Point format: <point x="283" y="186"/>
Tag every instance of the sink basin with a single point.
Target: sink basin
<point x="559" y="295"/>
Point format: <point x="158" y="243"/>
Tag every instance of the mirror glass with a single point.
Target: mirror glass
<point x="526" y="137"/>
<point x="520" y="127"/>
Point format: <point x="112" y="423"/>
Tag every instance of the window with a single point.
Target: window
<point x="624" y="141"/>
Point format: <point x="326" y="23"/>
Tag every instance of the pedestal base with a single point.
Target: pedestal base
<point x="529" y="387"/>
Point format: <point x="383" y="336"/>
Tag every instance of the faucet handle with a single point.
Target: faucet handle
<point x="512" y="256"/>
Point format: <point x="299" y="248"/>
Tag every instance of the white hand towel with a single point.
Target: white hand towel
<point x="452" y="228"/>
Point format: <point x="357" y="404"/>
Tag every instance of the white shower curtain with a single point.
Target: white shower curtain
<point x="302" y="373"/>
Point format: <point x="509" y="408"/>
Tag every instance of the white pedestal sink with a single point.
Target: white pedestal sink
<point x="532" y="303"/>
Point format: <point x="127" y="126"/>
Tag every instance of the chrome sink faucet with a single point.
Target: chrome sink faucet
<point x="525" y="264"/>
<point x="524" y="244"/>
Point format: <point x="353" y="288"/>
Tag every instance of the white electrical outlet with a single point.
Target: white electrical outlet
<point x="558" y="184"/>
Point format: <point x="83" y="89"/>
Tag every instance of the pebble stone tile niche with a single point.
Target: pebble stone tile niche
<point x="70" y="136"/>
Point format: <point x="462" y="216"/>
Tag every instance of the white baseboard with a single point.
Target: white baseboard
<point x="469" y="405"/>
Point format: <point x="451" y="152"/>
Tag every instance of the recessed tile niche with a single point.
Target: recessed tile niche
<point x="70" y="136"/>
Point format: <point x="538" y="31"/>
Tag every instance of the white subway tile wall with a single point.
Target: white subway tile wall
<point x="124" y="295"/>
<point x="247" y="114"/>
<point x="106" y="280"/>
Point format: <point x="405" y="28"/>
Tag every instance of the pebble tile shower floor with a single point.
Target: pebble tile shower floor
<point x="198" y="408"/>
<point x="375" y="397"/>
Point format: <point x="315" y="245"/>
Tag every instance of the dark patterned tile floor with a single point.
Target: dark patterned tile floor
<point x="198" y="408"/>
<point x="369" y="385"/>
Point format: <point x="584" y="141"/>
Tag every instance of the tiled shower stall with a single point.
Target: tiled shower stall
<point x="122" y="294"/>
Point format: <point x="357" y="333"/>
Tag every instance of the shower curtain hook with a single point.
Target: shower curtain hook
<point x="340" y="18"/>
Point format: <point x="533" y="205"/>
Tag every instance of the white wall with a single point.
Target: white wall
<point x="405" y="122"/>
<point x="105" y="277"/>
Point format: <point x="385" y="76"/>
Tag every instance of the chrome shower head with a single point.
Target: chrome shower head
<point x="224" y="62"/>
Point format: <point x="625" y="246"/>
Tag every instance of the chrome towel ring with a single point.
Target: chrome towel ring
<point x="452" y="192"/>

Your goal |
Please reproduce every line of the material word for word.

Full response |
Point format: <point x="283" y="186"/>
Tag every instance of the sink basin with a single point.
Target: sink basin
<point x="559" y="295"/>
Point format: <point x="158" y="243"/>
Tag every instance of the mirror glass with a single point.
Target: mirror glass
<point x="526" y="137"/>
<point x="520" y="127"/>
Point format: <point x="112" y="423"/>
Tag every instance of the window with a single point.
Target: window
<point x="624" y="141"/>
Point format: <point x="326" y="23"/>
Tag every instance of the pedestal base with a single point.
Target: pedestal base
<point x="529" y="387"/>
Point format: <point x="383" y="336"/>
Tag every instance of the faucet handle with a single point.
Target: faucet handle
<point x="512" y="256"/>
Point format: <point x="299" y="248"/>
Tag every instance of the white hand towel with a single point.
Target: white hand towel
<point x="452" y="228"/>
Point format: <point x="357" y="404"/>
Tag every instance of the white shower curtain with a single point.
Target: white shower curtain
<point x="302" y="373"/>
Point format: <point x="509" y="408"/>
Tag every instance of the white pedestal sink with a single point.
Target: white pedestal sink
<point x="532" y="303"/>
Point format: <point x="127" y="126"/>
Tag every instance of the chrome sink faucet with a single point.
Target: chrome sink faucet
<point x="525" y="264"/>
<point x="524" y="244"/>
Point format: <point x="353" y="288"/>
Tag every instance of the white electrical outlet with a single point.
Target: white electrical outlet
<point x="558" y="184"/>
Point format: <point x="83" y="89"/>
Tag every instance of the pebble stone tile niche with a single point.
Target: pebble stone tile niche
<point x="70" y="136"/>
Point format: <point x="462" y="216"/>
Tag every instance of the white baseboard with a single point.
Target: white baseboard
<point x="469" y="405"/>
Point format: <point x="451" y="152"/>
Tag every instance of the recessed tile niche with a single point.
Target: recessed tile niche
<point x="70" y="136"/>
Point format: <point x="538" y="31"/>
Tag every instance of the white subway tile wall with a single point.
Target: white subway tile wall
<point x="124" y="295"/>
<point x="247" y="114"/>
<point x="106" y="280"/>
Point format: <point x="405" y="28"/>
Tag every instance of the pebble tile shower floor with a single point.
Target: pebble tile shower floor
<point x="198" y="408"/>
<point x="375" y="397"/>
Point format: <point x="315" y="245"/>
Tag every instance of the dark patterned tile floor with a single point.
Target: dark patterned tile floor
<point x="198" y="408"/>
<point x="369" y="385"/>
Point format: <point x="584" y="141"/>
Tag every instance of the tiled shower stall with a single point.
Target: tiled shower stall
<point x="122" y="294"/>
Point format: <point x="357" y="333"/>
Tag every instance of the shower curtain hook with a single point.
Target: shower curtain hook
<point x="340" y="18"/>
Point format: <point x="533" y="205"/>
Tag every instance of the white wall with a single point.
Target: white wall
<point x="405" y="122"/>
<point x="105" y="277"/>
Point format: <point x="385" y="76"/>
Tag every instance of the chrome shower head with a single point.
Target: chrome shower head
<point x="224" y="62"/>
Point format: <point x="625" y="246"/>
Tag every instance of the chrome towel ring with a single point.
Target: chrome towel ring
<point x="452" y="192"/>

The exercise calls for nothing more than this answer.